* **Extract**:

In other words, Hong Kong has taken the lead in realising that it's not just short positions that could do with improved disclosure, but also long ones.
The aim of the Hong Kong exchange's service is, according to its press statement, 'to give the public greater access to information on Hong Kong-listed companies' shareholders and further increase the transparency of Central Clearing and Settlement (CCAS, the Hong Kong-equivalent of Singapore's Central Depository or CDP) shareholdings'.
Users specify the name of the company and can search by substantial shareholder, date and even directors' interests.
Why is it equally important to know who is long as well as short? The simple answer is: Why not? If you were to glance through the annual reports of most companies, the list of top 20 shareholders for Singapore-listed firms would usually be occupied by nominee names, essentially useless information from the point of view of anyone wanting to know who the shareholders really are. Why not make it mandatory for these nominees to reveal who the names of the true beneficial owners? After all, if shareholders are a company's main customers, and if good management means knowing your customers well, then shouldn't companies know the identities of their shareholders and share this knowledge with the public?
If, for example, companies know who exactly their shareholders are, then surely a long-term relationship or dialogue between management and shareholders can ensue. Might this not then improve attendance at general meetings, or raise shareholder awareness and activism and, in so doing, act as a check against hostile or prejudicial activity?
We could take this several steps further and argue that company shareholding should be broken down into the proportion held by retail investors and professionals. For comparative purposes, why not also give the top 20 shareholders for the past five years instead of just the most recent year to show how the structure has shifted over time?
If the authorities are really committed to improving 'long' disclosure, then why not make it a rule that companies disclose quarterly shareholder statements showing details such as geographic distribution and proportion of votes held?
As noted in our earlier columns on the subject, there is a growing movement in developed markets such as the US and Europe to identify a company's shareholders. This is founded on the argument - quite correctly - that shareholders too should have duties and obligations, at least insofar as disclosing their identities is concerned.
The key to change, of course, is to recognise that the registered owner of a certain block of shares or even the legal owner may not necessarily be the ultimate investor and to address this via legislation or amending the rules - just as SGX is now considering for short positions. After all, is it not the case that in a true disclosure-based regime, both longs and shorts have to be treated equally?

* **Given task A**: According to the shareholder disclosure extract, what does CCAS stand for?
* **Given task B**: Set down the stretch of the shareholder disclosure extract from "If the authorities" through "identities is concerned.".
* **Given task C**: In the shareholder disclosure extract, what can users of the Hong Kong exchange's service search by?

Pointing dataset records
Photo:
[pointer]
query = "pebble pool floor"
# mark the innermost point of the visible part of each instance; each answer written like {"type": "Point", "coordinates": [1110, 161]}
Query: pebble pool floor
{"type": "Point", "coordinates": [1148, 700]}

---

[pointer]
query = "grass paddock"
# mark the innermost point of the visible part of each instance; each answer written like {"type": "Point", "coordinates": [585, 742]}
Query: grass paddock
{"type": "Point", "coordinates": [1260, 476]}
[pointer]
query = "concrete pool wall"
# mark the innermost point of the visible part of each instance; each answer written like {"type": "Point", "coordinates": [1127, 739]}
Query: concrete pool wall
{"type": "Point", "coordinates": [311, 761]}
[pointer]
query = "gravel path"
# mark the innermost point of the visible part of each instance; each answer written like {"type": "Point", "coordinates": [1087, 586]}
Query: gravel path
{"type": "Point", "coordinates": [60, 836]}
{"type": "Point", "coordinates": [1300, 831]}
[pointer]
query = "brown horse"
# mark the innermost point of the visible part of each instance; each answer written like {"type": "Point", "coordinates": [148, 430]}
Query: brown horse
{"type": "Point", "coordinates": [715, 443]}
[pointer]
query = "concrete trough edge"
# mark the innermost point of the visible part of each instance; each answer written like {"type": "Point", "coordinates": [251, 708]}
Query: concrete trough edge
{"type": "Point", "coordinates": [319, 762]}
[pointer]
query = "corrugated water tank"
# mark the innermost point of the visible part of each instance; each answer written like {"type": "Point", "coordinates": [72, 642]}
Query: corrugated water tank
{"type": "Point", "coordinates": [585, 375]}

* **Written reply A**: Central Clearing and Settlement

* **Written reply B**:
If the authorities are really committed to improving 'long' disclosure, then why not make it a rule that companies disclose quarterly shareholder statements showing details such as geographic distribution and proportion of votes held?
As noted in our earlier columns on the subject, there is a growing movement in developed markets such as the US and Europe to identify a company's shareholders. This is founded on the argument - quite correctly - that shareholders too should have duties and obligations, at least insofar as disclosing their identities is concerned.

* **Written reply C**: substantial shareholder, date, directors' interests